Most people on this forum will probably argue against the 3.6 4-Motion, that being that more than 75% of the people on this forum have the 2.0 and most of the articles written concern the 2.0. 

I would also tend to say that the VR6 4Motion guys "seem" (although I can not prove this) to have less issues (engine / tranny and electrical issues). And I would dare say that the 3.6 offers a smoother ride.

In addition... the VR6 4Motion comes with HIDs / projector headlights already with auto-balancing, turn coordination, etc. Put some 6000K philips bulb in place of the 4500K stock philips bulbs + the Achtuning LED DRLs, and you've got yourself a pretty flash / ballsy luxury car.

(Data records)
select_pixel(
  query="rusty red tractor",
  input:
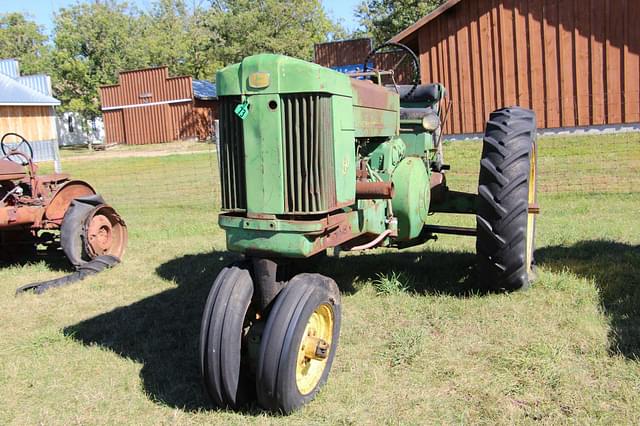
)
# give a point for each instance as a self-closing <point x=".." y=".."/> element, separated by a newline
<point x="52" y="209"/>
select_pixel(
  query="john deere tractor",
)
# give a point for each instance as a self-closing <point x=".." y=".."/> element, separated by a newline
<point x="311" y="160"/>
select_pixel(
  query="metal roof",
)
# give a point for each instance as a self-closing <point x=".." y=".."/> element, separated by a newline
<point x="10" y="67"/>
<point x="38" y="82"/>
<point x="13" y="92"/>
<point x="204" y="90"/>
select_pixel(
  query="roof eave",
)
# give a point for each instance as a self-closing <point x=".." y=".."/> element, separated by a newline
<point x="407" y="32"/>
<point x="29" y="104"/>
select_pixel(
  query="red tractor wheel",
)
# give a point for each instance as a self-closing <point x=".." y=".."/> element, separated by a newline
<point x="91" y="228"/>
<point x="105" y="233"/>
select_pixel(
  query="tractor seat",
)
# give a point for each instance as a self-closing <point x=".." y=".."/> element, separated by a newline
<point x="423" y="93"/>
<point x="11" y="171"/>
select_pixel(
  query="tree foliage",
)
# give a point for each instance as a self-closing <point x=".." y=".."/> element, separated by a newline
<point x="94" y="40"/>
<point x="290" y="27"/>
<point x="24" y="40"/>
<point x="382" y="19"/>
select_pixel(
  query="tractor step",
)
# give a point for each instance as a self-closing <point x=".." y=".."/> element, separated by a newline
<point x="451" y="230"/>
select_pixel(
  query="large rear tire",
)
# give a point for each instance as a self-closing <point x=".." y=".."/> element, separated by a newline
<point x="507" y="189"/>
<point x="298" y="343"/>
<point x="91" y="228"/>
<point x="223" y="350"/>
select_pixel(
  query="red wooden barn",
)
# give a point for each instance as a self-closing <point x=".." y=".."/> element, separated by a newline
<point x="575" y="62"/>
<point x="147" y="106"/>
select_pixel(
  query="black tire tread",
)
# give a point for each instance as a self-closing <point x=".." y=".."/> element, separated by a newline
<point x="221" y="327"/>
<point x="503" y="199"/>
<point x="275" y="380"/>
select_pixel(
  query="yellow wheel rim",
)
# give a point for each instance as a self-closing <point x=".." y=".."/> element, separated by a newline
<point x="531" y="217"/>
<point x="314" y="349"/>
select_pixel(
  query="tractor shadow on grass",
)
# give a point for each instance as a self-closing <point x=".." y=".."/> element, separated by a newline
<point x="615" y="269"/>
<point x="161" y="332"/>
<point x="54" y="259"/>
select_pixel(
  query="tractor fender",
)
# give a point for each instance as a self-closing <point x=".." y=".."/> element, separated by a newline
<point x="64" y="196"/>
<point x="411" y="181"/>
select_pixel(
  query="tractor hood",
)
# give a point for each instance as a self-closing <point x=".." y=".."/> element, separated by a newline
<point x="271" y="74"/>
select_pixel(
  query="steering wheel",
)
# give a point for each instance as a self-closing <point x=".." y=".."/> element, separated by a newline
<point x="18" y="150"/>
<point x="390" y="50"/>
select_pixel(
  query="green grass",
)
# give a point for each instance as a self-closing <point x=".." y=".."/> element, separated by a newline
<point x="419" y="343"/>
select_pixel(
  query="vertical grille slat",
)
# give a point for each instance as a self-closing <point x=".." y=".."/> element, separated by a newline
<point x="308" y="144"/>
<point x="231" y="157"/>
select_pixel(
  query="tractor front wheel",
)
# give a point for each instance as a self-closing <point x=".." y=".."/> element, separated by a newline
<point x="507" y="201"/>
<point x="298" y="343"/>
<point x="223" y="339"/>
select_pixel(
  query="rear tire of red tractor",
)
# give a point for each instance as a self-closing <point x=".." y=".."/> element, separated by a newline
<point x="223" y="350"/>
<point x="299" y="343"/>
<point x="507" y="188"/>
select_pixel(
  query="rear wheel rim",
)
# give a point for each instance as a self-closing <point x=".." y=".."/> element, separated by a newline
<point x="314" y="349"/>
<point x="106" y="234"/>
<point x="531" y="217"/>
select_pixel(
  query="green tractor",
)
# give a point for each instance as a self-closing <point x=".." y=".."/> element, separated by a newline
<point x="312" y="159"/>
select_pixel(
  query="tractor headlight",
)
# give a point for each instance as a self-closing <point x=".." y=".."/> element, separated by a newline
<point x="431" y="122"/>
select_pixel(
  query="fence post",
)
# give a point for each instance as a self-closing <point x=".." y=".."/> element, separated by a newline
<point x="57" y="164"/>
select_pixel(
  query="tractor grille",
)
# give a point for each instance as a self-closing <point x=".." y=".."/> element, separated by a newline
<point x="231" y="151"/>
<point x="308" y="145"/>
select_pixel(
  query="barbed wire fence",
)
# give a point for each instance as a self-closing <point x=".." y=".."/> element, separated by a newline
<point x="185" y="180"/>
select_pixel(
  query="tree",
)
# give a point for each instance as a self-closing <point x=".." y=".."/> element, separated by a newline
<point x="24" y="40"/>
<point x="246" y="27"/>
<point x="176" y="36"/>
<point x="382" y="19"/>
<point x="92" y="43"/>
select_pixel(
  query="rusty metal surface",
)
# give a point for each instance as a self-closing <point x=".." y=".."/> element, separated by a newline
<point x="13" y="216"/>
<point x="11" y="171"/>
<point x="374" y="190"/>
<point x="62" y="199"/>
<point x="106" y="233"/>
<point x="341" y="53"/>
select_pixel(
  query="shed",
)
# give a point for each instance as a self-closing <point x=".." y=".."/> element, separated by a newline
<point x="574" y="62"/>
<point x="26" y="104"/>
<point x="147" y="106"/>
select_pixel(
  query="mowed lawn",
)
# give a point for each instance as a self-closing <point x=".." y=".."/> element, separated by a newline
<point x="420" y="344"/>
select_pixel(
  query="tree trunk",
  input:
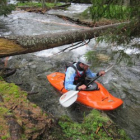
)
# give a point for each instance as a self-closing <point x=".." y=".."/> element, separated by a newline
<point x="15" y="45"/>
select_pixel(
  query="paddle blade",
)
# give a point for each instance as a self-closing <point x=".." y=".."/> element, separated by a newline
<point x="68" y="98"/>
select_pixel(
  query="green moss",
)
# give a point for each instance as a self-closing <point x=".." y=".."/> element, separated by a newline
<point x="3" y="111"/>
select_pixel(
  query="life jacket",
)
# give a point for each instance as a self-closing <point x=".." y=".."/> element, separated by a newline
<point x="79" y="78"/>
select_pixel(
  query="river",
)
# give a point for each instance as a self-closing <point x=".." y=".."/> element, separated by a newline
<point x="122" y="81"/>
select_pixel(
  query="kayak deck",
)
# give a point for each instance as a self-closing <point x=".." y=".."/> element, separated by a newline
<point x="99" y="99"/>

• Exercise directions:
Answer these questions about the forum post above, one per line:
1. According to the post, what share of people on the forum have the 2.0?
2. Which engine does the writer say offers a smoother ride?
3. What color temperature are the stock Philips bulbs?

• Output below:
1. More than 75%
2. The 3.6
3. 4500K